■ WHAT TO DO
Can you repeat word for word everything in the care home inspection report from "Lime Tree Court" down to "6 June 2018."?

■ EXERCISE PASSAGE
Inspection carried out on 14 November 2018

During a routine inspection

This inspection took place on the 14 and 16 November 2018 and was unannounced on the first day. During our last inspection in October 2017 we found the service was in breach of regulations. Care and treatment was not provided in a safe way. Manual handling was not carried out in a safe way to avoid injury to people. Nutritional needs of people were not always met and the service did not have systems in place to monitor care. We found during this inspection the service had made improvements and was now meeting the regulations.

Following the last inspection, we asked the provider to complete an action plan to show what they would do and by when to improve the key questions of safe, effective and well led to at least good.

Lime Tree Court is a ‘care home’. People in care homes receive accommodation and nursing or personal care as single package under one contractual agreement. CQC regulates both the premises and the care provided, and both were looked at during this inspection. The service accommodates 23 people in one adapted building across two separate units, each of which have separate adapted facilities. The units specialise in providing care to people living with dementia. At the time of our inspection there were 19 people using the service. The service changed ownership on 6 June 2018.

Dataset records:
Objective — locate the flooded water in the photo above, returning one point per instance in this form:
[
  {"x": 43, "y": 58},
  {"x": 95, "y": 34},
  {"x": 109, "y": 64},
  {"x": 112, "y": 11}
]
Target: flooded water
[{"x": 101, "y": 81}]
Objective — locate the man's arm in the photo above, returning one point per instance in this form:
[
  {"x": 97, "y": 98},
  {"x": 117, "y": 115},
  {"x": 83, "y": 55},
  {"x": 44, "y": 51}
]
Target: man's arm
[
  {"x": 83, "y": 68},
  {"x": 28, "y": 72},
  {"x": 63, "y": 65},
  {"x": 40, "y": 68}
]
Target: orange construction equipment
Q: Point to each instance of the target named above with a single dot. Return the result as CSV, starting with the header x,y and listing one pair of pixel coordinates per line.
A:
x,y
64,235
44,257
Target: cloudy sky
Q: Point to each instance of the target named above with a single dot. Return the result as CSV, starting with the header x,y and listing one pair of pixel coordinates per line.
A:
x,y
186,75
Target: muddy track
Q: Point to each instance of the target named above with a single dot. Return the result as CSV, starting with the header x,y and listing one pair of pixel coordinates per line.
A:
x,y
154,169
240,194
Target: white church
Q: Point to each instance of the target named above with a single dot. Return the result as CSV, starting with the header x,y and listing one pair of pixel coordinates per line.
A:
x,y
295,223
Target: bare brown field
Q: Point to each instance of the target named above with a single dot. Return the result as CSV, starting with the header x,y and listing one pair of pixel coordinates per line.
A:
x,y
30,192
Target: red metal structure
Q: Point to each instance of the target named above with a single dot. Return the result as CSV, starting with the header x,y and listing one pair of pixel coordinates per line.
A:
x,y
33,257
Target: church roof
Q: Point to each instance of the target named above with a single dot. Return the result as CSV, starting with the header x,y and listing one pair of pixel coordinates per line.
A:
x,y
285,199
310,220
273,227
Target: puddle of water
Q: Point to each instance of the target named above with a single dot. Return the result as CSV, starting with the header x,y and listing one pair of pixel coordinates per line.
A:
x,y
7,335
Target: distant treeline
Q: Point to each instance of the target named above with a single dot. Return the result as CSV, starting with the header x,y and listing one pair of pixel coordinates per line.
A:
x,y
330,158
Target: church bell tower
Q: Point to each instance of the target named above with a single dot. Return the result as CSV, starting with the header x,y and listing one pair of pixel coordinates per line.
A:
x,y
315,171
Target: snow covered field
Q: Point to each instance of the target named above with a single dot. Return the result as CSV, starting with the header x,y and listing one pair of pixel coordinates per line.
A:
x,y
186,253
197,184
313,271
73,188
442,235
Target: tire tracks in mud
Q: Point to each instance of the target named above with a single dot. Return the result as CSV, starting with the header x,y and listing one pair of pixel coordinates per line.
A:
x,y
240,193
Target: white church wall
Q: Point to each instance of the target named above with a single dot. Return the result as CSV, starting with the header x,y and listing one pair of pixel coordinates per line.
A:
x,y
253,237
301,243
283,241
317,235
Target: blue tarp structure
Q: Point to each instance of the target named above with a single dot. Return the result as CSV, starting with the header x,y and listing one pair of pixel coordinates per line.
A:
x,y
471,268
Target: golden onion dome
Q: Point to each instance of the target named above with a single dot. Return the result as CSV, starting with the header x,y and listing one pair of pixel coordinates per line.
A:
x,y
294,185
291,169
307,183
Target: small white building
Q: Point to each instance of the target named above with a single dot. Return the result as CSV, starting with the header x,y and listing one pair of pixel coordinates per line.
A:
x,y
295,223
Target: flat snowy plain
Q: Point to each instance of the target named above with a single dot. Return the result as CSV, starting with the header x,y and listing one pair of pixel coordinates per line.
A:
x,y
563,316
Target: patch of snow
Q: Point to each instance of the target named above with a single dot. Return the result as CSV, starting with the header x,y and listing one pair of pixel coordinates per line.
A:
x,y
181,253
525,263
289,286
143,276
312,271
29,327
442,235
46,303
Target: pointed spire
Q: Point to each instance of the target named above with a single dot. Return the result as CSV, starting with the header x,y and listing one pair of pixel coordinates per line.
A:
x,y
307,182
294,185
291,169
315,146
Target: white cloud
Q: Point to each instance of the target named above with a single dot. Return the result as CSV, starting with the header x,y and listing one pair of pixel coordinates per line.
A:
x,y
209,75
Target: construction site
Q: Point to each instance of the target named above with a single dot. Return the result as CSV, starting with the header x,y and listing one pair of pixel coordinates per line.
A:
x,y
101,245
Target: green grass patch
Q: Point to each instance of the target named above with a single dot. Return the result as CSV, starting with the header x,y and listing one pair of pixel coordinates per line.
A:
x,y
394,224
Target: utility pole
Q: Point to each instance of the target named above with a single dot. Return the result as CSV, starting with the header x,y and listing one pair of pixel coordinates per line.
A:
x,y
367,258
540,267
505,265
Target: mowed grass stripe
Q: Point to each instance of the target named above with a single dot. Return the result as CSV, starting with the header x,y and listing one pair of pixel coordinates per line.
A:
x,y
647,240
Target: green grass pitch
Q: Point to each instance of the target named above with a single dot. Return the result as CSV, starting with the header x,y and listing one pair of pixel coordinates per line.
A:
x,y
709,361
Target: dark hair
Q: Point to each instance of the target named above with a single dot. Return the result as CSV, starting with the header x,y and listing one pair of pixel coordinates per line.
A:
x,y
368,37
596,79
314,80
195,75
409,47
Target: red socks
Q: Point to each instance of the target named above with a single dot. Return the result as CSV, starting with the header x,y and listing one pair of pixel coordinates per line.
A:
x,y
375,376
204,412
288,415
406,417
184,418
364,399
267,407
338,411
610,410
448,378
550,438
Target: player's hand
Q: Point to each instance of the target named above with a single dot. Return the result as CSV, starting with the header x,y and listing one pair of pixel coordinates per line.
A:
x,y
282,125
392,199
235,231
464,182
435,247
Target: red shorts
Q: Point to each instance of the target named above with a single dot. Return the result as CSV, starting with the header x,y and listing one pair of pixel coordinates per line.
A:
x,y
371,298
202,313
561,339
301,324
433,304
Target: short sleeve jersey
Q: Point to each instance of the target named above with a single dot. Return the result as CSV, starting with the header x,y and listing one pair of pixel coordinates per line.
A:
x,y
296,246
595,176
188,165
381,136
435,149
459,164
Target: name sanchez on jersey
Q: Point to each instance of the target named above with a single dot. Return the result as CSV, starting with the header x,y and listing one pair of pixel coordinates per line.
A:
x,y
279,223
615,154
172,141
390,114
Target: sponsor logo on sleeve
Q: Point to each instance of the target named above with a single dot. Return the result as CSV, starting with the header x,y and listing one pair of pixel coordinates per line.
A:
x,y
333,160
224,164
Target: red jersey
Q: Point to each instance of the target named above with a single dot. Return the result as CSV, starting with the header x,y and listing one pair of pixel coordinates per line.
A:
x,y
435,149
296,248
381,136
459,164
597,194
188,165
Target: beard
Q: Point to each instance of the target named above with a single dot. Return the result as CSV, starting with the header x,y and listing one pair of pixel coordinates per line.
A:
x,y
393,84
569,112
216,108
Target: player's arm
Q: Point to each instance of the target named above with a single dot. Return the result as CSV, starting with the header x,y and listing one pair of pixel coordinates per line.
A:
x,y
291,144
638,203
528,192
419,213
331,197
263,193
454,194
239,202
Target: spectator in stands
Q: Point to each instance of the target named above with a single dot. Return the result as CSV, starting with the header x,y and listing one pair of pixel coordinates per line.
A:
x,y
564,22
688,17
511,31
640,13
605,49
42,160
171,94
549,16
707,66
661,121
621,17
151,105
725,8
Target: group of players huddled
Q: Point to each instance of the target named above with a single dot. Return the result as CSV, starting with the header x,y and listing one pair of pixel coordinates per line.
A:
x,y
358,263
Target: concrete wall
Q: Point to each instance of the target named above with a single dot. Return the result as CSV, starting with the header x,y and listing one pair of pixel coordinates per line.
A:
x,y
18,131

■ FINAL ANSWER
Lime Tree Court is a ‘care home’. People in care homes receive accommodation and nursing or personal care as single package under one contractual agreement. CQC regulates both the premises and the care provided, and both were looked at during this inspection. The service accommodates 23 people in one adapted building across two separate units, each of which have separate adapted facilities. The units specialise in providing care to people living with dementia. At the time of our inspection there were 19 people using the service. The service changed ownership on 6 June 2018.